#### [WORK TO DO]
Return every line of the data below as a JSON list of strings, one string per line, skipping any blank lines.

───

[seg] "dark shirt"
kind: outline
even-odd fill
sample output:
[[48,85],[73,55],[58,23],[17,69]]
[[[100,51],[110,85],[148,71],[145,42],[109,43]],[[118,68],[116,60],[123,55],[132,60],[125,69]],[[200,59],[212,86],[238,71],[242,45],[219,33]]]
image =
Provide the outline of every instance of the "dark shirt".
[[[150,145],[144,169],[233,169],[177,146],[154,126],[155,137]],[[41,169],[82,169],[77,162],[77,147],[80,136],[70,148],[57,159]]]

───

#### [TASK RESPONSE]
[
  "[seg] \"dark shirt\"",
  "kind: outline",
  "even-odd fill",
  "sample output:",
  "[[48,85],[73,55],[58,23],[17,69]]",
  "[[[100,51],[110,85],[148,71],[145,42],[109,43]],[[118,68],[116,60],[123,55],[132,60],[125,69]],[[200,59],[212,86],[238,71],[242,45],[219,33]]]",
  "image =",
  "Provide the outline of every instance of the \"dark shirt\".",
  "[[[150,145],[144,169],[233,169],[177,146],[154,126],[155,137]],[[41,169],[82,169],[77,162],[77,147],[80,136],[70,148],[57,159]]]"
]